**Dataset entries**
◇ ◇ ◇ ◇ ◇

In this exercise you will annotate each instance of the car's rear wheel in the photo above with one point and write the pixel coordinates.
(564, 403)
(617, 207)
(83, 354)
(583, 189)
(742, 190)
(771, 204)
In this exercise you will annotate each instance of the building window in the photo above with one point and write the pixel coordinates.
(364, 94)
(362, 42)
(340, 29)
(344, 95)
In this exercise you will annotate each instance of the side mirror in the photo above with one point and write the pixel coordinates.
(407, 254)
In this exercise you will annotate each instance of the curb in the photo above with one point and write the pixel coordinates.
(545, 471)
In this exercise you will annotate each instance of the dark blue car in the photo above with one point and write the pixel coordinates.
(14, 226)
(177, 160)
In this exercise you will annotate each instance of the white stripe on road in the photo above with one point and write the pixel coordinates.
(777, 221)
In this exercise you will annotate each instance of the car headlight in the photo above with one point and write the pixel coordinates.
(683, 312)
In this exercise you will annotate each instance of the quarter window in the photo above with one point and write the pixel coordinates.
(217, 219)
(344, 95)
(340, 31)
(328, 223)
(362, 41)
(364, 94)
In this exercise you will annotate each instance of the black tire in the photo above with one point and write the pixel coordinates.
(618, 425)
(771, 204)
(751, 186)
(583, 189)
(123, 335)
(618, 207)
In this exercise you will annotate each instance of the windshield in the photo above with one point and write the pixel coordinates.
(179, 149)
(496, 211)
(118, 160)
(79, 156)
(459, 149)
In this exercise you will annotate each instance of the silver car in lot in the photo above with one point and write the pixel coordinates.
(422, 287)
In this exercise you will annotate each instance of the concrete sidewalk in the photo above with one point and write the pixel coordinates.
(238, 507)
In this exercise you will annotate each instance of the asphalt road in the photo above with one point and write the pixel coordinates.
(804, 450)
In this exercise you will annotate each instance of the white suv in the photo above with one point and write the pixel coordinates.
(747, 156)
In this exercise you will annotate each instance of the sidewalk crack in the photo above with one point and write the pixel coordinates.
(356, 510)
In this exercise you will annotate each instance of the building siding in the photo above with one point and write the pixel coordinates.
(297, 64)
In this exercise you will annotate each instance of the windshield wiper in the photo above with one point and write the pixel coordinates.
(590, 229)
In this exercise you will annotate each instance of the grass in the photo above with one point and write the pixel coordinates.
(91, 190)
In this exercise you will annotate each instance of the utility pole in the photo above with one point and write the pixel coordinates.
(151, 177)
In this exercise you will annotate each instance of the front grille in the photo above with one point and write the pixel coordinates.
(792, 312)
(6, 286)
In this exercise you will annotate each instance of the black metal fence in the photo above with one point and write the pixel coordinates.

◇ ◇ ◇ ◇ ◇

**Your task**
Exact retyping of every entry is required.

**Solution**
In this exercise you will annotate each instance of the car's rear wheel in the photo above with one point and write the pixel coordinates.
(564, 403)
(617, 207)
(83, 354)
(583, 189)
(742, 190)
(771, 204)
In this exercise you will annotate each instance of the building window in the photo above with one point and write the pixel coordinates.
(364, 94)
(362, 42)
(340, 29)
(344, 95)
In this exercise you will annotate each instance of the side mirror in the photo above with one point and write the pixel coordinates.
(407, 254)
In this exercise you will annotate each instance of the curb in the photo above with one point and write the pixel coordinates.
(545, 471)
In this exercise you will annotate each instance of the dark blue car in the photo above with one point and write the pixel coordinates.
(14, 226)
(177, 160)
In this exercise you will annotate each instance of the white stripe on road in the photo above with one point and write the pixel coordinates.
(777, 221)
In this exercise you will annotate each instance of the car headlight in the photo above with one point and write the pixel coordinates.
(683, 312)
In this exercise you will annotate each instance of the quarter window in the photo above with one point and write the pixel coordinates.
(217, 219)
(344, 95)
(340, 31)
(328, 223)
(362, 41)
(364, 94)
In this exercise you will annotate each instance of the black tire in the photo above with one point and write the pixel coordinates.
(618, 425)
(771, 204)
(751, 186)
(583, 189)
(123, 335)
(618, 207)
In this exercise you will annotate each instance of the windshield in the photo above with one point and write the pixel coordinates.
(179, 149)
(496, 211)
(118, 160)
(79, 156)
(459, 149)
In this exercise you will annotate each instance of the silver car in lot in the photo above with one point and write the pixel coordinates.
(422, 287)
In this exercise you will annotate each instance of the concrete sidewalk in the photo above with one point and write the pixel coordinates.
(238, 507)
In this exercise you will annotate each instance of the asphalt road in the photo above with one point and write the pixel coordinates.
(804, 450)
In this exercise you will annotate each instance of the white suv in the photo above with one point and write the pixel coordinates.
(747, 156)
In this exercise you will annotate each instance of the sidewalk crack in the photo above with one point and write the pixel coordinates.
(356, 510)
In this exercise you will annotate each instance of the building siding in the photo above with one point and write the pixel coordinates.
(297, 64)
In this exercise you will annotate each instance of the windshield wiper in the photo above with one point and write the pixel coordinates.
(590, 229)
In this exercise you will annotate each instance of the grass in the photo above with one point and write the pixel coordinates.
(91, 190)
In this exercise you will annotate each instance of the utility pole in the photo above with one point and write the pixel coordinates.
(151, 177)
In this exercise you will annotate each instance of the front grille in the photo above with one point and write the pixel coordinates.
(792, 312)
(6, 286)
In this exercise you will annotate each instance of the black metal fence in the photo above with one point and write the pixel coordinates.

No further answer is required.